Reading text:
=== Begin Enclosure ===

Thursday, 26 May 2016
Trying to make sense of myself and how others perceive me, I took a Myers-Briggs personality test. My personality indicator came out as ISFJ which is introversion, sensing, feeling, judging. I think the test accurately describes me.
I have recently found out that I was born under a balsamic moon and that cancer was in my mid heaven at the time of my birth.
In western astrology I have: sun in Aries, rising sign Libra, Moon in Pisces
In vedic (jyotish) astrology: sun in Pisces, rising sign Virgo, Moon in Aquarius
I don't know if it is helpful (as yet) to collate all this (useless?) information about myself. I do know that I want grounding though and if putting myself in various labelled boxes helps me to do this it will all be worthwhile.
Monday, 23 May 2016
California Poppy should certainly wake you up and lift your spirits! It was a lovely surprise to see the seeds germinate and rise up from the soil again this year and they are bigger and bushier than ever before.
I can almost feel the Californian sunshine emanating from its petals! I hope this burst of colour will send positive vibes your way and set you off on a great week ahead.
Saturday, 21 May 2016
Because I don't have a paid job I have felt guilty having so many creative hobbies. I thought that if I could combine doing what I love with receiving an income then I couldn't be accused of time wasting. From now on I am going to create for me even though it may be perceived as being selfish. If I could get any income from doing the things I love it will be the icing on the cake, but I am not going to live a life of regret not doing what makes me happy even if it doesn't bring home a wage.
These last few weeks I have felt lighter and happier (despite being back on the sugar again)! I play with paint, I stick things down, cut things out, collage and doodle 'til my heart's content. By concentrating on my own happiness I believe that it is having a positive influence on those closest to me. I may even get back to baking cakes again.............!!!
Saturday, 14 May 2016
Monday, 2 May 2016
As well as the blog I constantly check my twitter and g mail accounts. I really need to break out of this habit as it is having a destructive effect on me and taking away precious time that I could be doing something constructive.

=== End Enclosure ===

Assigned task 1: Translate this sentence from the blog entries into French: "I think the test accurately describes me."
Assigned task 2:
Decide whether each statement agrees with the blog entries. For each, answer yes or no, and quote the words from the blog entries that decide it.
(a) The personality test gave the result ISFJ.
(b) In vedic astrology, the rising sign is Libra.
(c) The California Poppy seeds germinated again this year.
Assigned task 3: List every date that heads an entry in the blog entries.

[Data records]
=== Begin Enclosure ===

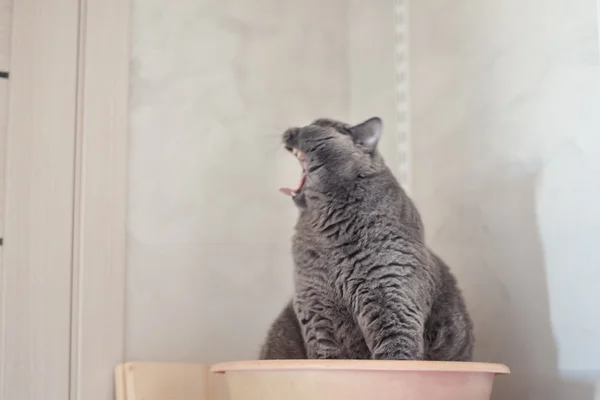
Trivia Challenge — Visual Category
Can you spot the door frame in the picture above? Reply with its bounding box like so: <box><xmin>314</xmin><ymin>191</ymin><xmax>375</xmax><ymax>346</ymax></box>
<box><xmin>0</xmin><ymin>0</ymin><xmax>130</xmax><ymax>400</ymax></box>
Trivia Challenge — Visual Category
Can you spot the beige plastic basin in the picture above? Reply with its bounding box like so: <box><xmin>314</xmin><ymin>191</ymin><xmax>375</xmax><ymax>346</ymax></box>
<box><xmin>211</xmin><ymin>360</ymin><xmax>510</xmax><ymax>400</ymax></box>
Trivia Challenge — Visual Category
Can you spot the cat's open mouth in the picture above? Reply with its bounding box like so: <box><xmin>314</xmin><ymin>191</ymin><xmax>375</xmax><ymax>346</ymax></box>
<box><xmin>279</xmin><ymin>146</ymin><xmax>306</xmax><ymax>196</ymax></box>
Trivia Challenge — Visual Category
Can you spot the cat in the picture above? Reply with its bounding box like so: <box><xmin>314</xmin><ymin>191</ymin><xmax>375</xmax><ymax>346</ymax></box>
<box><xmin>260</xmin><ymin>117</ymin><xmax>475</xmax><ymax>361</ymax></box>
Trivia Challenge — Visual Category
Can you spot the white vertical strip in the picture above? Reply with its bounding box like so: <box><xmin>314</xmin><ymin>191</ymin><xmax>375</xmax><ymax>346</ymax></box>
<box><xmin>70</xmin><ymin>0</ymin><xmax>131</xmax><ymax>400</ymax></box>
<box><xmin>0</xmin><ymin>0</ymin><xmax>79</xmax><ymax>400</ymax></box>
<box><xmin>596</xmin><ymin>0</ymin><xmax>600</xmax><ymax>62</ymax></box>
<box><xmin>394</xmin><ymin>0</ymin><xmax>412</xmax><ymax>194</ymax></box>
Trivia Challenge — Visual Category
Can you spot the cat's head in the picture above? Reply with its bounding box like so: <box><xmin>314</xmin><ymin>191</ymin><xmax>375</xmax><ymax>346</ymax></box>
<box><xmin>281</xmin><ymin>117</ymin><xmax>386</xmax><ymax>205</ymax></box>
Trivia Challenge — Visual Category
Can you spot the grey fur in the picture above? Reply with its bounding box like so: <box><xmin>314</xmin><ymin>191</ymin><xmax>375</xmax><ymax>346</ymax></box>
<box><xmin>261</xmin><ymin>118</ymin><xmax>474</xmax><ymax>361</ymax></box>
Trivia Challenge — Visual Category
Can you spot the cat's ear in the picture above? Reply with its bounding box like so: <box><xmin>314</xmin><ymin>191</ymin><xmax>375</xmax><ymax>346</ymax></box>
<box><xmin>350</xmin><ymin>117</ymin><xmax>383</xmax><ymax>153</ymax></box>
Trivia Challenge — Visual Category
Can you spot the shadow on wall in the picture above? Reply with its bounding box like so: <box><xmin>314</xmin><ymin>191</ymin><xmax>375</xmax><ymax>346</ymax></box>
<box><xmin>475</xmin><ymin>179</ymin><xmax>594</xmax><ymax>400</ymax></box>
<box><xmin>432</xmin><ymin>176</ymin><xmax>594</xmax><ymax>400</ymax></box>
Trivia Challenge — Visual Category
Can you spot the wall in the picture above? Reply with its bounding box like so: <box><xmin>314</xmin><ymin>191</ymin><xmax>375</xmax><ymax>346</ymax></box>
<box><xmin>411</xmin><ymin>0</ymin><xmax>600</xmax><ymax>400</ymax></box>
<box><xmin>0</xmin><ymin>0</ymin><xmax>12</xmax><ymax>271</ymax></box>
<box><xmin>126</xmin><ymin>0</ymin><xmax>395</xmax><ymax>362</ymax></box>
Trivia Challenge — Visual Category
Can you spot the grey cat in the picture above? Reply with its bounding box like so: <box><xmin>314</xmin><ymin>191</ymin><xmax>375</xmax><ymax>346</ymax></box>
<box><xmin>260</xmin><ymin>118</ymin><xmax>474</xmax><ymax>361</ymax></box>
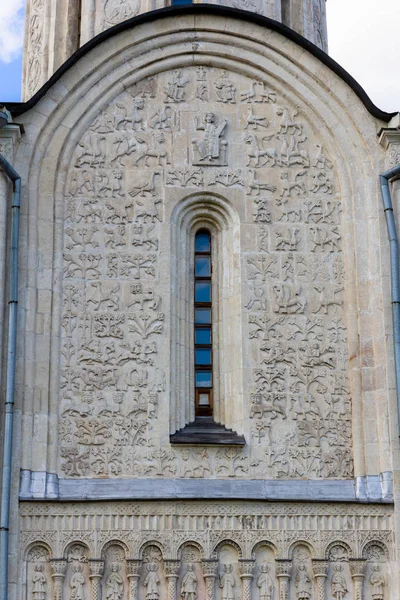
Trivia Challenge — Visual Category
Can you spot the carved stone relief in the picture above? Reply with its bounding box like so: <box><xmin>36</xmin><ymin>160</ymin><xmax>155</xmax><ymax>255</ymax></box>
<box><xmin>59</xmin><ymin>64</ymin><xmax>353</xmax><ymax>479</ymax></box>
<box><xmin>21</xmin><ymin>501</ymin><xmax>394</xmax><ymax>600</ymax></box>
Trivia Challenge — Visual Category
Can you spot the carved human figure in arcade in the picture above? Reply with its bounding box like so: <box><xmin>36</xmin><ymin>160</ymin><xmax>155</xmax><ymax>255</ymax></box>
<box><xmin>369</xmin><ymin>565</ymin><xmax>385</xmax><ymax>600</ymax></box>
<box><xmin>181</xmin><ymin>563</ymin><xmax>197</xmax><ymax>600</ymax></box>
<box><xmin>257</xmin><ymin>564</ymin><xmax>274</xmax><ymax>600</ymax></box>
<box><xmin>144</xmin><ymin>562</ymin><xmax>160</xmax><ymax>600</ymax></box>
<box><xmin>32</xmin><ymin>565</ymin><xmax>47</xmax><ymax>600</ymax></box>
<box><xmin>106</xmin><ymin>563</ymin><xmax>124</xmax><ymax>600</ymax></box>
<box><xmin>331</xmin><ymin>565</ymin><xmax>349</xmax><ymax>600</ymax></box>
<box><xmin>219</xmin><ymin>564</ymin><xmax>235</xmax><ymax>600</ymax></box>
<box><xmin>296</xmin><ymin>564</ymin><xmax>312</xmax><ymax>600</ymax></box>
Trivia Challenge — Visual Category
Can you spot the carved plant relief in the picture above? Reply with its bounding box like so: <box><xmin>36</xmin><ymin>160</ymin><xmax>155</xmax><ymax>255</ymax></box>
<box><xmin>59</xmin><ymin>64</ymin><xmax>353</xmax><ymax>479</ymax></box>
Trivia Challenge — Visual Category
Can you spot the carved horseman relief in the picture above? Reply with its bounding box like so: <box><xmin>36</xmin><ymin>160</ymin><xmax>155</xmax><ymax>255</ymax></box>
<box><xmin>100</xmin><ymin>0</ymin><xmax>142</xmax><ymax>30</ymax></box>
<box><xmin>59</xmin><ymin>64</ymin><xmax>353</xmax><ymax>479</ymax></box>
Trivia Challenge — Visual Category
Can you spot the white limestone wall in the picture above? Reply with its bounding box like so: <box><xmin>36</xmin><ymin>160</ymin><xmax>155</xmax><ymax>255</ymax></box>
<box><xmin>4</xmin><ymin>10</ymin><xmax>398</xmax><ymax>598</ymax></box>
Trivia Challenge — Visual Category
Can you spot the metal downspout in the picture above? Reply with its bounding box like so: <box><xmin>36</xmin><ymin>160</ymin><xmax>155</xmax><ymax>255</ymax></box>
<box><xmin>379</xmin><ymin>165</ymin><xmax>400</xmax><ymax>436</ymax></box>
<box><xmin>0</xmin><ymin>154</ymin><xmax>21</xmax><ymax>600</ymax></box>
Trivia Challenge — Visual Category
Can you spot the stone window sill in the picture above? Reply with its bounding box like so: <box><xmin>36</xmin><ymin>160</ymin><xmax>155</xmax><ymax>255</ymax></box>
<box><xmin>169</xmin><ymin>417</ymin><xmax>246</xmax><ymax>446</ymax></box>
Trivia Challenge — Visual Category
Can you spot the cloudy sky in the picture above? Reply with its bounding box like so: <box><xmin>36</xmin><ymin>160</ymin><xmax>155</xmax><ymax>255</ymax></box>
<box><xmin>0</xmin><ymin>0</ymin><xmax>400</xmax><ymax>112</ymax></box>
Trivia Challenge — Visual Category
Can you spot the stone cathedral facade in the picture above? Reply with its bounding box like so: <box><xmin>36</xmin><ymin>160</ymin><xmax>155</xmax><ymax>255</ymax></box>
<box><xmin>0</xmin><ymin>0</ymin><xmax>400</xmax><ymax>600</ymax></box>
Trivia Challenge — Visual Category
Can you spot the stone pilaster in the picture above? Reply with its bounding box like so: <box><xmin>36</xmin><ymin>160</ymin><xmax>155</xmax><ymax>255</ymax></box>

=== End Enclosure ===

Task result 1: Je pense que le test me décrit avec précision.

Task result 2:
(a) Yes: "My personality indicator came out as ISFJ"
(b) No: "In vedic (jyotish) astrology: sun in Pisces, rising sign Virgo"
(c) Yes: "It was a lovely surprise to see the seeds germinate and rise up from the soil again this year"

Task result 3:
- Thursday, 26 May 2016
- Monday, 23 May 2016
- Saturday, 21 May 2016
- Saturday, 14 May 2016
- Monday, 2 May 2016